WHAT THE EXERCISE ASKS
In the records below, put the lines between the one holding "TARGET = arc of water spray" and the one holding "(1205, 545)", inclusive, into a numbered list, skipping any blank lines.

[Point-based annotation data]
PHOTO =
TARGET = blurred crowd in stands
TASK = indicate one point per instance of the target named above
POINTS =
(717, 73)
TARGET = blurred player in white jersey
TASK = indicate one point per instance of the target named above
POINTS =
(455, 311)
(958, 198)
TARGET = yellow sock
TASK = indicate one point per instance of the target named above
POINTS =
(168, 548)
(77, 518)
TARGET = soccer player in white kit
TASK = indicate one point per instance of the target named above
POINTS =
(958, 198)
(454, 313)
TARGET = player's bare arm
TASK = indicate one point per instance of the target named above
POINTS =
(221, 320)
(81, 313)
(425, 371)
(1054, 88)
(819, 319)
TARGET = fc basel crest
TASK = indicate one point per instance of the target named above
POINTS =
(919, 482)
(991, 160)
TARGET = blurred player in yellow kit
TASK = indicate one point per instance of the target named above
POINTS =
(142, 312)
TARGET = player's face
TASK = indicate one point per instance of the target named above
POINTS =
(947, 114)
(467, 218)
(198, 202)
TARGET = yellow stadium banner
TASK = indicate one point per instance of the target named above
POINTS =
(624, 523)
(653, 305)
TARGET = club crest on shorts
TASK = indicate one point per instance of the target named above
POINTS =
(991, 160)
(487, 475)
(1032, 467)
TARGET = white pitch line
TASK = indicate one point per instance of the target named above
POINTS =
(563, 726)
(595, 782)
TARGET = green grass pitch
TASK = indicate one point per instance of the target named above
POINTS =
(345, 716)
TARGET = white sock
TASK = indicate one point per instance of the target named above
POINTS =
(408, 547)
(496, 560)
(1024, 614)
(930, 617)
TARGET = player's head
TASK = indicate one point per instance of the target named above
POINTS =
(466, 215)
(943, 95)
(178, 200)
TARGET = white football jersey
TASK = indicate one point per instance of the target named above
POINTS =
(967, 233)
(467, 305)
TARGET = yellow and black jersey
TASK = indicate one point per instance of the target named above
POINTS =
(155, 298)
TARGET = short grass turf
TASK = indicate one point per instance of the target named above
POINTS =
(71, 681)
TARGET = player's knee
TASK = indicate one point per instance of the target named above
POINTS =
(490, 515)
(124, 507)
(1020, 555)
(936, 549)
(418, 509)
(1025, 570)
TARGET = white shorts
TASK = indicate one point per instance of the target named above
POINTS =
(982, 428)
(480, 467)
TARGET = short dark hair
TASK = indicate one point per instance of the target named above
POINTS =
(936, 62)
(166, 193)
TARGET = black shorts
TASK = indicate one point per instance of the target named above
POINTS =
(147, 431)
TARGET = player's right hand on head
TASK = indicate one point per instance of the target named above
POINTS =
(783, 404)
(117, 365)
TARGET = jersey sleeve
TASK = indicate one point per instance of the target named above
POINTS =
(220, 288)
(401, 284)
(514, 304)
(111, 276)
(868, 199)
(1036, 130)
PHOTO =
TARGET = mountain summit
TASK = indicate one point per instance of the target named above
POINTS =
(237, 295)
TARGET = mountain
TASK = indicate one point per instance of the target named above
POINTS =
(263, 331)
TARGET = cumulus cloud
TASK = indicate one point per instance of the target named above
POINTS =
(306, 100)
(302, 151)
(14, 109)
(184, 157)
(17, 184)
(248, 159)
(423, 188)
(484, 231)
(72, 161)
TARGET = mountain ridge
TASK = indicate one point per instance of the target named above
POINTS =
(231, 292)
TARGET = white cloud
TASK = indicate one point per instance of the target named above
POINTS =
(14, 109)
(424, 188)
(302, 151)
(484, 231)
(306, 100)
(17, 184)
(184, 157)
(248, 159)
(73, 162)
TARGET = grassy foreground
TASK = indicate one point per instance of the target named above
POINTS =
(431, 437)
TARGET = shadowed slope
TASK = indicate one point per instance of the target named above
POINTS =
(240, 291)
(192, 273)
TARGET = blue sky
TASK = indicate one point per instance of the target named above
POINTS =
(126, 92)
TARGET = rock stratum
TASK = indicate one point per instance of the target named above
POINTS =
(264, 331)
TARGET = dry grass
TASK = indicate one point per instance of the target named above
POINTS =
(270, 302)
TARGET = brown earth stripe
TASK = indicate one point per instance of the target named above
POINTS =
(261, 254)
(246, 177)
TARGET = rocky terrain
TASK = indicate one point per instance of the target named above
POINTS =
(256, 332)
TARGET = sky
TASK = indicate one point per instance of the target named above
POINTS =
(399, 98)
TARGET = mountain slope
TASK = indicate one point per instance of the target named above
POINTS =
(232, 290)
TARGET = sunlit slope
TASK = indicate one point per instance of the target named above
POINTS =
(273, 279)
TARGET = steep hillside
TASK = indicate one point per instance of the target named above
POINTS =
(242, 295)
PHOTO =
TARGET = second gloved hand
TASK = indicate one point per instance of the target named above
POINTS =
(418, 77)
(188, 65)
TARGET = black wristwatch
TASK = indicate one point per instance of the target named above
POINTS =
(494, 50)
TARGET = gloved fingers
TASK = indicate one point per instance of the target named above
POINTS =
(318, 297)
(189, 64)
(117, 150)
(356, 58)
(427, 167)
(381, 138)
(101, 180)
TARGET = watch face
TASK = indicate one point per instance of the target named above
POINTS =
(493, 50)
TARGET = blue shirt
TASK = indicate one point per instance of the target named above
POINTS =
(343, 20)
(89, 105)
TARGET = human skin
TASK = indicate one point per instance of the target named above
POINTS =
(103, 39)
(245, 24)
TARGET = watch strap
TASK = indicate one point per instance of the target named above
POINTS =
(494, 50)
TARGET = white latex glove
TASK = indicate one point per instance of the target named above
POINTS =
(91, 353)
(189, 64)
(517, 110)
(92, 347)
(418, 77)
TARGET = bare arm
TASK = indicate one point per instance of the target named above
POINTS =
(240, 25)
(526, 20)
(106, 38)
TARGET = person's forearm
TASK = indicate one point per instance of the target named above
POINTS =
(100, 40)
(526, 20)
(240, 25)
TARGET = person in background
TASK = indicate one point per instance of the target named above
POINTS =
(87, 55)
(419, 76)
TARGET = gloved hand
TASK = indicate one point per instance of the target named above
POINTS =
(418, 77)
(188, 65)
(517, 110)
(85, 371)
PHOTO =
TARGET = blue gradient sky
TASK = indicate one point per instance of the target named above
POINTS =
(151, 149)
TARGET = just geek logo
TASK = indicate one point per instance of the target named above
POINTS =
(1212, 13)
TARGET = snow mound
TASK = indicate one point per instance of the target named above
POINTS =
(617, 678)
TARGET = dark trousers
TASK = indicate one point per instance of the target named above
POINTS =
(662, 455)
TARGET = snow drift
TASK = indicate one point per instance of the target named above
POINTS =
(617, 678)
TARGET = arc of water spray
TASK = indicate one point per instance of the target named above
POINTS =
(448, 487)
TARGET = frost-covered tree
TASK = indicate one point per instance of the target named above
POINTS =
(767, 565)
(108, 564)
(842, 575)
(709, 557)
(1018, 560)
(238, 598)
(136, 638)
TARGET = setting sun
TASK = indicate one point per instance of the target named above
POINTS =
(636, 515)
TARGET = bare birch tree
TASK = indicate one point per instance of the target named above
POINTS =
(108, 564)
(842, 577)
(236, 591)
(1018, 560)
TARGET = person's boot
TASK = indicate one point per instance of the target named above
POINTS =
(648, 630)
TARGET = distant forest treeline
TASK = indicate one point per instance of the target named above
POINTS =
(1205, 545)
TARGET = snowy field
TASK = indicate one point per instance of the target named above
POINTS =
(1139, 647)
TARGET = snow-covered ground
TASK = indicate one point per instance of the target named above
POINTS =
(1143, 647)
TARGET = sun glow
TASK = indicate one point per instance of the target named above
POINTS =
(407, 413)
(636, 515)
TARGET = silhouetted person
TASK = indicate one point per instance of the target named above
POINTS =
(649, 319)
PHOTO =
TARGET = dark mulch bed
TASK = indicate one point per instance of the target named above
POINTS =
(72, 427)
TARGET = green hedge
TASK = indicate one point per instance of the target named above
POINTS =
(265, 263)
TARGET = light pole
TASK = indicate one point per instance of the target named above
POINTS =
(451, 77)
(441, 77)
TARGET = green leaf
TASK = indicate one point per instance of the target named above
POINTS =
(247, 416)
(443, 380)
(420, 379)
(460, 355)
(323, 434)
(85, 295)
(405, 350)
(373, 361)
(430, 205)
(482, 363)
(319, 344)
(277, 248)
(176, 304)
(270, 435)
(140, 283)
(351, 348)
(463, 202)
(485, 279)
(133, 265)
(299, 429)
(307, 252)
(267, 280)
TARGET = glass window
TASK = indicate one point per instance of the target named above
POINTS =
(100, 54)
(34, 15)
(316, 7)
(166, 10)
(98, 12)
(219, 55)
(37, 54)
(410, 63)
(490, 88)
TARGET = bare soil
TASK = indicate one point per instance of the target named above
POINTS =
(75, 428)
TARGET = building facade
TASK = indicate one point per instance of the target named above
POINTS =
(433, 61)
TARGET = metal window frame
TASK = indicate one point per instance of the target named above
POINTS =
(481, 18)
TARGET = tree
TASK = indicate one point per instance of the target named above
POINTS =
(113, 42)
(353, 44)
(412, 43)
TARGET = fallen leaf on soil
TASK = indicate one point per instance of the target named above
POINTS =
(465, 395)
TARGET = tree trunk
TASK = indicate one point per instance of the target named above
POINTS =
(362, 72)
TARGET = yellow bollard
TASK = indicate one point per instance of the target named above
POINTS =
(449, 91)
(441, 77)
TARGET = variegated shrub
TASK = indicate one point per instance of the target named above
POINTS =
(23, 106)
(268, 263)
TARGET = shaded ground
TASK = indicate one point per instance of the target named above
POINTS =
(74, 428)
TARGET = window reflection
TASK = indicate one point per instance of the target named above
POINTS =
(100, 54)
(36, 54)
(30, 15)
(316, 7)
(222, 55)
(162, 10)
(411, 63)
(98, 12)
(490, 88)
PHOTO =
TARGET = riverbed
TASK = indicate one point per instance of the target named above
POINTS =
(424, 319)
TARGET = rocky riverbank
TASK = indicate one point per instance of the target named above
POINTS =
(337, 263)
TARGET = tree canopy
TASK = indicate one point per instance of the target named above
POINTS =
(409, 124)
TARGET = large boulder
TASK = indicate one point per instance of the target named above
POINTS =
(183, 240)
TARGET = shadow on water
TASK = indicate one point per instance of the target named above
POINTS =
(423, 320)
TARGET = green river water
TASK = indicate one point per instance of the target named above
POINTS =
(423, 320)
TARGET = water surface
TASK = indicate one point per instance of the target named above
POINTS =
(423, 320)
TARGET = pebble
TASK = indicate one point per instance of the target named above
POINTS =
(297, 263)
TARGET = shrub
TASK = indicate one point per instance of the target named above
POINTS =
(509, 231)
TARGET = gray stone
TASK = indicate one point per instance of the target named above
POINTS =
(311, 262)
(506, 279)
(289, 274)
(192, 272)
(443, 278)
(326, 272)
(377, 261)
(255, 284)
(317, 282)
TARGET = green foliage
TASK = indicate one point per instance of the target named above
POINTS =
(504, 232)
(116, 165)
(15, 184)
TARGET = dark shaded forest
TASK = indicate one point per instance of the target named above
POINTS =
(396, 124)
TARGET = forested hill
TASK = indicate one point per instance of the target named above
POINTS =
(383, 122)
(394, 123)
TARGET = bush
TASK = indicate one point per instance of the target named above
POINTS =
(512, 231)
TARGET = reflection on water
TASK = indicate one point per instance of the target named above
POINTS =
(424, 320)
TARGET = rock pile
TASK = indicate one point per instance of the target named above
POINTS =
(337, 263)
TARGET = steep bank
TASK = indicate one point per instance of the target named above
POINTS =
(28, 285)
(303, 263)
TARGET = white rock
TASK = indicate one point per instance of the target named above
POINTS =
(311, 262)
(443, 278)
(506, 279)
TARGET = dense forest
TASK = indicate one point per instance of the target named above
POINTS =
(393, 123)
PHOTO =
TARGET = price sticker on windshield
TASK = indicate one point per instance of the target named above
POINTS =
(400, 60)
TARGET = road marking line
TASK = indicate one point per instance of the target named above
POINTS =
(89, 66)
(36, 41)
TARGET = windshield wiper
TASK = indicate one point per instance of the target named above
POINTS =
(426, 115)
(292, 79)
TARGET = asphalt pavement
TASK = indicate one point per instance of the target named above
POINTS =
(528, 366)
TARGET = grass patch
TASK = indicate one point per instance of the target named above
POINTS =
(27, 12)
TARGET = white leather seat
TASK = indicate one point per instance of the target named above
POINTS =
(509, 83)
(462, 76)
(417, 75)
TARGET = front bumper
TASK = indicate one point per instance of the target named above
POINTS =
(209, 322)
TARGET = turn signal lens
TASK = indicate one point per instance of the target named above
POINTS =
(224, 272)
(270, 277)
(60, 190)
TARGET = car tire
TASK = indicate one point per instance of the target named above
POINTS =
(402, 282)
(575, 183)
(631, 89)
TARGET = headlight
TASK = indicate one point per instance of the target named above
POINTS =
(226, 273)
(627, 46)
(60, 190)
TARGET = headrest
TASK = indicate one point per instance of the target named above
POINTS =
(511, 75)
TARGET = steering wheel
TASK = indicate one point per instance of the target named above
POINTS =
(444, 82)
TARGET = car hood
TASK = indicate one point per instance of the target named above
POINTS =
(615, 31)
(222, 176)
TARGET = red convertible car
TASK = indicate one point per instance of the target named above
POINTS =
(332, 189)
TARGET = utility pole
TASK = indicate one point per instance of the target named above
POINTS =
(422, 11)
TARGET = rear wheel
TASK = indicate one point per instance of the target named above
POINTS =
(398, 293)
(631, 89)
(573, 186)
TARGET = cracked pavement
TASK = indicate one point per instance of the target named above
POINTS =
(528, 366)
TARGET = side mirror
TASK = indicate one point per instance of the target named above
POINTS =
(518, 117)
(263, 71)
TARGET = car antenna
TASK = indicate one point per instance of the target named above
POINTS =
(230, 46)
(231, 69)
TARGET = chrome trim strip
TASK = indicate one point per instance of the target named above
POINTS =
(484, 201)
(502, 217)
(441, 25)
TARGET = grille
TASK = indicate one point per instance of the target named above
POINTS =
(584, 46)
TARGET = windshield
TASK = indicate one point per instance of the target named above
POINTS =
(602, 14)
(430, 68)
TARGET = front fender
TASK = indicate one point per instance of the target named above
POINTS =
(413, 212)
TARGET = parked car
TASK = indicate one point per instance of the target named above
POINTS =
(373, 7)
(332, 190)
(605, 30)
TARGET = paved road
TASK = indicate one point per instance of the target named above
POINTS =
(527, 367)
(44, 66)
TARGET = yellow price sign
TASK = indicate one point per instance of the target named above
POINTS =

TASK OUTPUT
1. TARGET = arc of water spray
2. TASK = indicate one point per instance of the target named above
3. POINTS =
4. (448, 487)
5. TARGET = frost-covered tree
6. TASK = indicate one point per instance of the target named above
7. POINTS =
8. (767, 565)
9. (108, 564)
10. (842, 575)
11. (709, 557)
12. (1018, 560)
13. (238, 598)
14. (136, 638)
15. TARGET = setting sun
16. TASK = indicate one point per instance of the target named above
17. POINTS =
18. (636, 515)
19. TARGET = bare birch tree
20. TASK = indicate one point per instance of the target named above
21. POINTS =
22. (108, 564)
23. (842, 577)
24. (236, 591)
25. (1018, 560)
26. TARGET = person's boot
27. TASK = indicate one point per instance of the target named above
28. POINTS =
29. (648, 630)
30. TARGET = distant forest treeline
31. TASK = indicate one point per instance of the target named above
32. POINTS =
33. (1205, 545)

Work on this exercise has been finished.